Set problem: Retype all the records with nothing changed.

>> START

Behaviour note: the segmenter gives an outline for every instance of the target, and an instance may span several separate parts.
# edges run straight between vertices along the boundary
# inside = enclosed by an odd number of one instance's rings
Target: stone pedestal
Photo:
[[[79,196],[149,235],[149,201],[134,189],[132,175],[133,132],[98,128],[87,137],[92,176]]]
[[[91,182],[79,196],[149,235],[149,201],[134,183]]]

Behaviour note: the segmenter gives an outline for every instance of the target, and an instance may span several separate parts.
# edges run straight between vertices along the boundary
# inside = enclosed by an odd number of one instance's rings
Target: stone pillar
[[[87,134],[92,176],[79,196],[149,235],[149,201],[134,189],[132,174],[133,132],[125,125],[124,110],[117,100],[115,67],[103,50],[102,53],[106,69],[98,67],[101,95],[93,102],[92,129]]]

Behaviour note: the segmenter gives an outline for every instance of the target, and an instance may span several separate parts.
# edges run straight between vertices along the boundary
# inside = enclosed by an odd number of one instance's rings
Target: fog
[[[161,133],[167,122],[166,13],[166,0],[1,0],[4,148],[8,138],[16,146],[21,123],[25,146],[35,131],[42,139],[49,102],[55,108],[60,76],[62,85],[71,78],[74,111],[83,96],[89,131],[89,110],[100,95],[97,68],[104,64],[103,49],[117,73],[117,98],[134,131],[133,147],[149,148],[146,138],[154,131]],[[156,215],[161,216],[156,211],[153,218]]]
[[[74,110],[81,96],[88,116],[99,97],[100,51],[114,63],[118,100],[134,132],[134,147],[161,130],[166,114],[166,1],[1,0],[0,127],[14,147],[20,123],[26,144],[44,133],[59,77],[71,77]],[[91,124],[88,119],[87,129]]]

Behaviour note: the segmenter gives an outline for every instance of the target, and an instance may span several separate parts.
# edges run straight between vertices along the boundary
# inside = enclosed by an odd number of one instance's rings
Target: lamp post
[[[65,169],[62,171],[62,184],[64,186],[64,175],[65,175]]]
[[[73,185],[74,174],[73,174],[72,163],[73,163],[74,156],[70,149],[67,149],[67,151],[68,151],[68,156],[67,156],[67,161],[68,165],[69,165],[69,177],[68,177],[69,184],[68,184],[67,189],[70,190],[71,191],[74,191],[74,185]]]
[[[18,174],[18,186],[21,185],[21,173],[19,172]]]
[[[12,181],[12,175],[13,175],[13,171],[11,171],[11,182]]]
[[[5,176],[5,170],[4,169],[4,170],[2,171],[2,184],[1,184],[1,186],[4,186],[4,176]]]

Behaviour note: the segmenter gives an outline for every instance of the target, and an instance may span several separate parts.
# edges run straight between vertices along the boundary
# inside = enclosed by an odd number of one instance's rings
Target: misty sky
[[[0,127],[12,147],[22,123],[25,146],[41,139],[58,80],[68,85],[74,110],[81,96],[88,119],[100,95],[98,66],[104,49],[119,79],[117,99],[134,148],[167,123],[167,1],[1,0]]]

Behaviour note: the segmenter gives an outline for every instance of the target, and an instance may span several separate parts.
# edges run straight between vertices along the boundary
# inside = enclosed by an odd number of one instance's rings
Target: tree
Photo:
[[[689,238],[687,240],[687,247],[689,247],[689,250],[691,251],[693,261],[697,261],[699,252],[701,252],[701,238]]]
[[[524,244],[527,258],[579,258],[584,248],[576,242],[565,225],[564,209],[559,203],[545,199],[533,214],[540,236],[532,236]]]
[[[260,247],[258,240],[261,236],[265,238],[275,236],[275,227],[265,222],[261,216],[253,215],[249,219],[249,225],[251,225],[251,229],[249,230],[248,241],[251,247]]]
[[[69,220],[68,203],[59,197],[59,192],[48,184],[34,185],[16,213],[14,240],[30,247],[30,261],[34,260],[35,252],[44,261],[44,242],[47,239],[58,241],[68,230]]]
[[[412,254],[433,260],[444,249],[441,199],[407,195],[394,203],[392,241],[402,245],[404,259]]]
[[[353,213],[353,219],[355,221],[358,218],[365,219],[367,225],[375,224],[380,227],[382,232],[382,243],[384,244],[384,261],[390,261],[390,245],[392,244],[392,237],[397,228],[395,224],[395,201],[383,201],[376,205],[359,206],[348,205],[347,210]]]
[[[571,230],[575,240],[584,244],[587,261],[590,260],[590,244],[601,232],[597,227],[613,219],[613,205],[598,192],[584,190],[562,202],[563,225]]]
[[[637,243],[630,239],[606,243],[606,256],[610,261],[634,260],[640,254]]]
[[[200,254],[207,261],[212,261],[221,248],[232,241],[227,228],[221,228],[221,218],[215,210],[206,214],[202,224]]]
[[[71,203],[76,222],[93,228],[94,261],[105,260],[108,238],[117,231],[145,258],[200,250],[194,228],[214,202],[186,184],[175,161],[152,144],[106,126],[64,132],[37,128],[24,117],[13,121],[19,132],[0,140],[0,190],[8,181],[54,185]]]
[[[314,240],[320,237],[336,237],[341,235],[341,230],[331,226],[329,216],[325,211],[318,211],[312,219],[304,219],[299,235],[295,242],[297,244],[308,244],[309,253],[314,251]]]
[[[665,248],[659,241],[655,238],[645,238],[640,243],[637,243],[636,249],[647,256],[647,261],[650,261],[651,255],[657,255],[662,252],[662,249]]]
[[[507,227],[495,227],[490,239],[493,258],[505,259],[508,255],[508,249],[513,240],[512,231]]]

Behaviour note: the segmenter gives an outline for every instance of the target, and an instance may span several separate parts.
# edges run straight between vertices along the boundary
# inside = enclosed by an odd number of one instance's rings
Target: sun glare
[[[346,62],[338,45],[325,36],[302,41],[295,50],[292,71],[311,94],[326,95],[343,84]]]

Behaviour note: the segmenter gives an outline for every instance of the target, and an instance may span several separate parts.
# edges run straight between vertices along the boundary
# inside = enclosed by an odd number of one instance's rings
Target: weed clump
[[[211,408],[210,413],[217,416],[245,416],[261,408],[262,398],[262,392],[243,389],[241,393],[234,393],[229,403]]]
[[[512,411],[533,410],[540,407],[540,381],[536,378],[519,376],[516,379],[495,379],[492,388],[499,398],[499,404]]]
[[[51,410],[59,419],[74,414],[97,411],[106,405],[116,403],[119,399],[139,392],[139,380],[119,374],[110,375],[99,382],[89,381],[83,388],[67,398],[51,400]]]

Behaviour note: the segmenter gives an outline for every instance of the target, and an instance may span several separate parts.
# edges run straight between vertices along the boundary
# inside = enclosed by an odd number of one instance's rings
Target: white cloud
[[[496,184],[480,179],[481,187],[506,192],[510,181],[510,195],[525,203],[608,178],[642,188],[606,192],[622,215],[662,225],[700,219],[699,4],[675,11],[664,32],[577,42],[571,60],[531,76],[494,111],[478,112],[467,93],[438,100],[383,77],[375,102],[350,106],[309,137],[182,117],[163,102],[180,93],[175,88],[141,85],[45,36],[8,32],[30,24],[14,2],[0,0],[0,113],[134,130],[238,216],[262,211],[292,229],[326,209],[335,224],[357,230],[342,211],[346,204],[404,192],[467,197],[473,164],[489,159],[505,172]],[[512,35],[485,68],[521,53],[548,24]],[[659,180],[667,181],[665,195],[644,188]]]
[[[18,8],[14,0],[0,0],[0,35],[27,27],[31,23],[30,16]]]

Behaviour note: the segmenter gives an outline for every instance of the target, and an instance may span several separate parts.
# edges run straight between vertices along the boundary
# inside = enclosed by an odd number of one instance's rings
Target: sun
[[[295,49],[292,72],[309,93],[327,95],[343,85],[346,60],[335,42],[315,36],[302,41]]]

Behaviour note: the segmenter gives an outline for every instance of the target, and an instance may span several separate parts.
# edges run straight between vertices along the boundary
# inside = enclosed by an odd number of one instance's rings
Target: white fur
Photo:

>> END

Solved problem:
Behaviour note: the segmenter gives an outline for every instance of the target, and an instance may span several separate parts.
# edges run straight between vertices along the boundary
# inside = enclosed by an odd number of one instance's rings
Target: stone pedestal
Photo:
[[[79,196],[149,235],[149,201],[134,189],[132,175],[133,132],[98,128],[87,137],[92,176]]]
[[[91,182],[79,196],[149,235],[149,201],[134,183]]]

Behaviour note: the segmenter gives an outline for every instance of the target, and an instance may span several separate parts.
# edges run straight between vertices along the boundary
# inside = enclosed by an odd number of one instance's rings
Target: stone pillar
[[[87,134],[92,176],[79,196],[149,235],[149,201],[134,189],[132,174],[133,132],[125,125],[124,110],[117,100],[115,67],[103,50],[102,53],[106,69],[98,67],[101,95],[93,102],[92,129]]]

Behaviour note: the segmenter gives an outline for every instance of the target, and an instance may span several separate parts.
# edges run straight between vertices along the boundary
# inside = enclosed by an odd number of one instance's rings
Target: fog
[[[161,133],[167,122],[166,13],[166,0],[1,0],[4,148],[8,138],[16,146],[21,123],[25,146],[35,131],[42,139],[49,102],[55,108],[60,76],[62,85],[71,78],[74,111],[83,96],[89,131],[89,110],[100,95],[97,68],[104,64],[103,49],[117,73],[117,98],[134,131],[133,147],[149,148],[146,138],[154,131]],[[156,215],[161,216],[156,211],[153,218]]]
[[[74,110],[81,96],[88,116],[99,97],[100,51],[114,63],[118,100],[134,132],[134,147],[161,130],[166,114],[166,1],[1,0],[0,127],[14,147],[20,123],[26,144],[44,133],[59,77],[71,77]],[[91,124],[88,119],[87,129]]]

Behaviour note: the segmenter gives an outline for every instance of the target, and an instance may span several separate parts.
# edges run straight between vertices along the boundary
# inside = enclosed by an odd number of one instance's rings
Target: lamp post
[[[65,169],[62,171],[62,184],[64,186],[64,175],[65,175]]]
[[[73,185],[74,174],[73,174],[72,163],[73,163],[74,156],[70,149],[67,149],[67,151],[68,151],[68,156],[67,156],[67,161],[68,165],[69,165],[69,177],[68,177],[69,184],[68,184],[67,189],[70,190],[71,191],[74,191],[74,185]]]
[[[18,174],[18,186],[21,185],[21,173],[19,172]]]
[[[12,181],[12,175],[13,175],[13,171],[11,171],[11,182]]]
[[[5,176],[5,170],[4,169],[4,170],[2,171],[2,184],[1,184],[1,186],[4,186],[4,176]]]

Behaviour note: the segmenter gives an outline for every instance of the target, and an instance may span several separate parts.
# edges run straight between vertices along the boundary
# inside = enclosed by an odd number of one instance's rings
Target: misty sky
[[[0,127],[12,147],[22,123],[25,146],[41,139],[58,80],[68,85],[74,110],[81,96],[88,119],[100,95],[98,66],[104,49],[119,79],[117,99],[134,148],[167,123],[167,1],[1,0]]]

Behaviour note: the segmenter gives an outline for every instance of the target, and an instance may span several separate parts.
# edges run straight between vertices along the boundary
# inside = enclosed by an odd number of one instance's rings
Target: tree
Photo:
[[[689,238],[687,240],[687,247],[689,247],[689,250],[691,251],[693,261],[697,261],[699,252],[701,252],[701,238]]]
[[[524,244],[527,258],[579,258],[584,248],[576,242],[565,225],[564,209],[559,203],[545,199],[533,214],[540,236],[532,236]]]
[[[260,247],[258,240],[261,236],[265,238],[275,236],[275,227],[265,222],[261,216],[253,215],[249,219],[249,225],[251,225],[251,229],[249,230],[248,241],[251,247]]]
[[[69,220],[68,203],[59,197],[59,192],[48,184],[34,185],[16,213],[14,240],[30,247],[30,261],[34,260],[35,252],[44,261],[44,242],[47,239],[58,241],[68,230]]]
[[[412,254],[433,260],[444,249],[441,199],[407,195],[394,203],[392,241],[402,245],[404,259]]]
[[[353,213],[353,219],[355,221],[358,218],[365,219],[367,225],[375,224],[380,227],[382,232],[382,243],[384,244],[384,261],[390,261],[390,245],[392,244],[392,237],[397,228],[395,224],[395,201],[383,201],[376,205],[359,206],[348,205],[347,210]]]
[[[571,230],[575,240],[584,244],[587,261],[590,260],[590,244],[601,232],[597,227],[613,219],[613,205],[598,192],[584,190],[562,202],[563,225]]]
[[[637,243],[630,239],[606,243],[606,256],[610,261],[634,260],[640,254]]]
[[[200,254],[207,261],[212,261],[221,248],[232,241],[227,228],[221,228],[221,218],[215,210],[206,214],[202,224]]]
[[[71,203],[76,222],[93,228],[94,261],[105,260],[108,238],[117,231],[145,258],[200,250],[194,228],[214,202],[186,184],[175,161],[152,144],[106,126],[64,132],[37,128],[24,117],[13,121],[19,132],[0,140],[0,190],[8,181],[54,185]]]
[[[314,240],[320,237],[336,237],[341,235],[341,230],[331,226],[329,216],[325,211],[318,211],[312,219],[304,219],[299,235],[295,242],[297,244],[308,244],[309,253],[314,251]]]
[[[665,248],[659,241],[655,238],[645,238],[640,243],[637,243],[636,249],[647,256],[647,261],[650,261],[651,255],[657,255],[662,252],[662,249]]]
[[[507,227],[495,227],[490,239],[493,258],[505,259],[508,255],[508,249],[513,240],[512,231]]]

Behaviour note: the segmenter gives an outline for every instance of the target, and an instance may span several separate parts.
# edges run straight between vertices along the boundary
# inside = enclosed by an odd number of one instance's rings
Target: sun glare
[[[346,62],[338,45],[325,36],[302,41],[295,50],[292,71],[311,94],[326,95],[343,84]]]

Behaviour note: the segmenter gives an outline for every instance of the target, and an instance may span several separate parts.
# edges run straight between vertices along the boundary
# inside = enclosed by an odd number of one instance's rings
Target: weed clump
[[[211,408],[210,413],[217,416],[245,416],[261,408],[262,398],[262,392],[243,389],[241,393],[234,393],[229,403]]]
[[[512,411],[533,410],[540,407],[540,381],[536,378],[519,376],[516,379],[495,379],[492,388],[499,398],[499,404]]]
[[[51,410],[59,419],[74,414],[97,411],[106,405],[116,403],[119,399],[139,392],[139,380],[119,374],[110,375],[99,382],[89,381],[83,388],[67,398],[51,400]]]

Behaviour note: the segmenter gives an outline for every instance of the target, and an instance may span several separate parts.
# edges run straight between vertices along the boundary
# inside = enclosed by an odd number of one instance's rings
Target: white cloud
[[[496,184],[480,179],[481,187],[506,192],[510,181],[510,195],[525,203],[608,178],[642,188],[606,192],[622,215],[662,225],[700,219],[699,4],[675,11],[664,32],[577,42],[571,60],[531,76],[494,111],[478,112],[467,93],[438,100],[383,77],[375,102],[350,106],[309,137],[182,117],[163,102],[180,93],[175,88],[141,85],[45,36],[8,32],[30,24],[14,2],[0,0],[0,113],[134,130],[238,216],[262,211],[292,229],[326,209],[335,224],[357,230],[342,211],[346,204],[404,192],[467,197],[473,164],[489,159],[505,172]],[[512,35],[485,68],[521,53],[548,24]],[[659,180],[667,181],[665,195],[644,188]]]
[[[18,8],[14,0],[0,0],[0,35],[27,27],[31,23],[30,16]]]

Behaviour note: the segmenter gives an outline for every instance of the target, and an instance may span several separate parts.
# edges run straight between vertices along the boundary
# inside = enclosed by an odd number of one instance's rings
Target: sun
[[[295,49],[292,72],[309,93],[327,95],[343,85],[346,60],[335,42],[315,36],[302,41]]]

Behaviour note: the segmenter gives an outline for every instance of the target, and an instance may span several separate parts.
# edges run straight between vertices along the boundary
# inside = enclosed by an odd number of one instance's rings
Target: white fur
Photo:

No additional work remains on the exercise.